## [PROBLEM TO SOLVE]
Reproduce the passage below on economic freedom and health word for word, starting with "In particular, countries" and going on through "economic freedom scores.".

## [QUOTED PASSAGE]

════════════════════

Regarding overall life expectancy, individuals who live in countries that fall into the highest quartile of economic freedom tend to live 14 years longer than those who live in the most economically repressed countries in the world. In addition, the relationship between economic freedom scores and life expectancy is positive. Analyzing U.N. data for life expectancy and the 2012 Index of Economic Freedom country scores, it is apparent that there is a strong correlation between economic freedom and life expectancy (r=0.56). This finding suggests that countries that follow the principles of economic freedom are not only better equipped with safe, sanitary, and effective medical facilities and environments for infants, but also enable adequate healthy nutrition, preventive medical care, safer communities, better access to clean water, and reduced levels of violence for individuals throughout their lives.

One barometer of better health is access to clean water, and to systems that quickly and efficiently remove waste products from living areas. Comparing data from the World Ban,[18] with the 2010 Index of Economic Freedom,[19] shows a correlation between countries with higher rates of economic freedom and countries that have a high percentage of people with access to cleaner water and improved sanitation (both at r=0.52).

In addition, there is also a clear trend towards better wastewater disposal services in countries with greater economic freedom. Although the sample size is smaller (51), data from the World Bank indicates that individuals in countries with higher levels of economic freedom have better access to wastewater disposal services. These indicators demonstrate that citizens of countries with high levels of economic freedom are able to afford such basics as indoor plumbing, potable water, and wastewater disposal and treatment. Such infrastructure prevents the spread of cholera and other diseases, and ensures that people have clean water for drinking and cooking in their homes. Overall, such facilities contribute to better health outcomes for society. By preventing the spread of diseases at their sources, countries can avoid negative health outcomes that often occur when people live near exposed raw sewage or must rely on unreliable water supplies. This ultimately reduces the lifetime costs of health care for each individual, increasing his or her yearly earnings and productivity by reducing costs and time lost due to sickness.

AIDS Prevalence. Over the past two decades a major area of focus for development and humanitarian assistance to the developing world has been to slow and reverse the spread of HIV/AIDS. Since 2003, the U.S. government and private partners, such as the Bill and Melinda Gates Foundation, have spent nearly $45 billion on AIDS relief to countries around the world through the President’s Emergency Plan for AIDS Relief (PEPFAR).[20] PEPFAR has been an important component in reducing the prevalence of AIDS, particularly on the African continent, because it is a focused program that began in the private sector and has been managed by agencies within the U.S. government—at the U.S. Department of State and the Centers for Disease Control—that are beyond the reach of the dysfunctional U.S. Agency for International Aid (USAID) bureaucracy.[21] Strategies to combat AIDS and other diseases, such as TB and malaria,[22] should focus on broader and more encompassing policies that will improve health outcomes through positive economic outcomes.

In particular, countries that enact policies based on the principles of economic freedom generally tend to have better outcomes for AIDS mortality and incidence. Using data from the U.N. on AIDS prevalence throughout the world and the 2009 Index of Economic Freedom,[23] it is clear that countries with higher economic freedom scores tend to have lower rates of HIV throughout their societies. Out of this sample, countries that ranked in the first quartile for economic freedom have considerably lower levels of HIV/AIDS prevalence. About 1.26 citizens per 100 in quartile one countries are living with AIDS, compared to 2.79 individuals per 100 in countries in quartile four, the countries with the lowest economic freedom scores.

════════════════════

## [MATERIAL SHOWN]
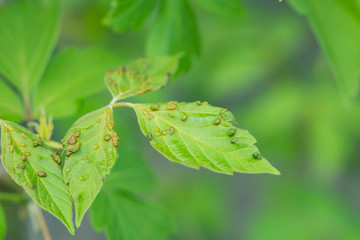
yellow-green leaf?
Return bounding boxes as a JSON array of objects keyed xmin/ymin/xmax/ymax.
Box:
[
  {"xmin": 62, "ymin": 107, "xmax": 119, "ymax": 227},
  {"xmin": 0, "ymin": 120, "xmax": 74, "ymax": 234},
  {"xmin": 131, "ymin": 102, "xmax": 279, "ymax": 174}
]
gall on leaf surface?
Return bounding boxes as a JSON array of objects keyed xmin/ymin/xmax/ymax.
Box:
[
  {"xmin": 105, "ymin": 55, "xmax": 180, "ymax": 100},
  {"xmin": 90, "ymin": 141, "xmax": 175, "ymax": 240},
  {"xmin": 62, "ymin": 107, "xmax": 119, "ymax": 227},
  {"xmin": 0, "ymin": 120, "xmax": 74, "ymax": 234},
  {"xmin": 131, "ymin": 101, "xmax": 279, "ymax": 175}
]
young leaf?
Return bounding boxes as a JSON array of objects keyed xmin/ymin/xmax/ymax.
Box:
[
  {"xmin": 0, "ymin": 0, "xmax": 60, "ymax": 94},
  {"xmin": 146, "ymin": 0, "xmax": 200, "ymax": 69},
  {"xmin": 0, "ymin": 205, "xmax": 6, "ymax": 239},
  {"xmin": 0, "ymin": 120, "xmax": 74, "ymax": 234},
  {"xmin": 196, "ymin": 0, "xmax": 243, "ymax": 17},
  {"xmin": 35, "ymin": 48, "xmax": 121, "ymax": 117},
  {"xmin": 62, "ymin": 107, "xmax": 119, "ymax": 227},
  {"xmin": 289, "ymin": 0, "xmax": 360, "ymax": 97},
  {"xmin": 131, "ymin": 101, "xmax": 279, "ymax": 174},
  {"xmin": 90, "ymin": 143, "xmax": 174, "ymax": 240},
  {"xmin": 105, "ymin": 55, "xmax": 180, "ymax": 99},
  {"xmin": 0, "ymin": 80, "xmax": 23, "ymax": 121},
  {"xmin": 104, "ymin": 0, "xmax": 157, "ymax": 32}
]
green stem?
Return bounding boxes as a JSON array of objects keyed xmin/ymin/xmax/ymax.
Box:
[
  {"xmin": 0, "ymin": 193, "xmax": 27, "ymax": 203},
  {"xmin": 113, "ymin": 102, "xmax": 134, "ymax": 108}
]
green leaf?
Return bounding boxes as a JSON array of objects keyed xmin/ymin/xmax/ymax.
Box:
[
  {"xmin": 131, "ymin": 101, "xmax": 279, "ymax": 174},
  {"xmin": 0, "ymin": 80, "xmax": 24, "ymax": 121},
  {"xmin": 90, "ymin": 143, "xmax": 174, "ymax": 240},
  {"xmin": 105, "ymin": 54, "xmax": 180, "ymax": 100},
  {"xmin": 146, "ymin": 0, "xmax": 200, "ymax": 70},
  {"xmin": 35, "ymin": 48, "xmax": 121, "ymax": 117},
  {"xmin": 0, "ymin": 205, "xmax": 7, "ymax": 239},
  {"xmin": 62, "ymin": 107, "xmax": 119, "ymax": 227},
  {"xmin": 104, "ymin": 0, "xmax": 157, "ymax": 32},
  {"xmin": 0, "ymin": 121, "xmax": 74, "ymax": 234},
  {"xmin": 289, "ymin": 0, "xmax": 360, "ymax": 97},
  {"xmin": 0, "ymin": 1, "xmax": 60, "ymax": 95},
  {"xmin": 196, "ymin": 0, "xmax": 243, "ymax": 17}
]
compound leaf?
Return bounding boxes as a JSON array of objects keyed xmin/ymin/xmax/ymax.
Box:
[
  {"xmin": 0, "ymin": 80, "xmax": 24, "ymax": 121},
  {"xmin": 131, "ymin": 101, "xmax": 279, "ymax": 174},
  {"xmin": 0, "ymin": 120, "xmax": 74, "ymax": 234},
  {"xmin": 0, "ymin": 0, "xmax": 60, "ymax": 94},
  {"xmin": 146, "ymin": 0, "xmax": 200, "ymax": 70},
  {"xmin": 62, "ymin": 107, "xmax": 119, "ymax": 227},
  {"xmin": 0, "ymin": 205, "xmax": 6, "ymax": 239},
  {"xmin": 104, "ymin": 0, "xmax": 157, "ymax": 32},
  {"xmin": 196, "ymin": 0, "xmax": 243, "ymax": 17},
  {"xmin": 105, "ymin": 55, "xmax": 180, "ymax": 99},
  {"xmin": 290, "ymin": 0, "xmax": 360, "ymax": 97},
  {"xmin": 90, "ymin": 143, "xmax": 174, "ymax": 240},
  {"xmin": 35, "ymin": 48, "xmax": 120, "ymax": 117}
]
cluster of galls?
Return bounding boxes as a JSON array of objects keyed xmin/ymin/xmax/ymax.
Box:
[
  {"xmin": 104, "ymin": 132, "xmax": 119, "ymax": 147},
  {"xmin": 143, "ymin": 101, "xmax": 262, "ymax": 160},
  {"xmin": 66, "ymin": 131, "xmax": 81, "ymax": 157},
  {"xmin": 4, "ymin": 127, "xmax": 47, "ymax": 190}
]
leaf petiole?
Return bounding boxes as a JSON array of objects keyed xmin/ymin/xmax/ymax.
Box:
[{"xmin": 112, "ymin": 102, "xmax": 134, "ymax": 108}]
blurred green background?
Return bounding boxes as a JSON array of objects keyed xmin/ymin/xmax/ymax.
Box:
[{"xmin": 0, "ymin": 0, "xmax": 360, "ymax": 240}]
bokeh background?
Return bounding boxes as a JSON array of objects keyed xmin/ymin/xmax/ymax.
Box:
[{"xmin": 0, "ymin": 0, "xmax": 360, "ymax": 240}]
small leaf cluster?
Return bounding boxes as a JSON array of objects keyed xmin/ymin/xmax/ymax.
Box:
[
  {"xmin": 0, "ymin": 1, "xmax": 279, "ymax": 239},
  {"xmin": 1, "ymin": 53, "xmax": 279, "ymax": 236}
]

════════════════════

## [EXERCISE RESPONSE]
In particular, countries that enact policies based on the principles of economic freedom generally tend to have better outcomes for AIDS mortality and incidence. Using data from the U.N. on AIDS prevalence throughout the world and the 2009 Index of Economic Freedom,[23] it is clear that countries with higher economic freedom scores tend to have lower rates of HIV throughout their societies. Out of this sample, countries that ranked in the first quartile for economic freedom have considerably lower levels of HIV/AIDS prevalence. About 1.26 citizens per 100 in quartile one countries are living with AIDS, compared to 2.79 individuals per 100 in countries in quartile four, the countries with the lowest economic freedom scores.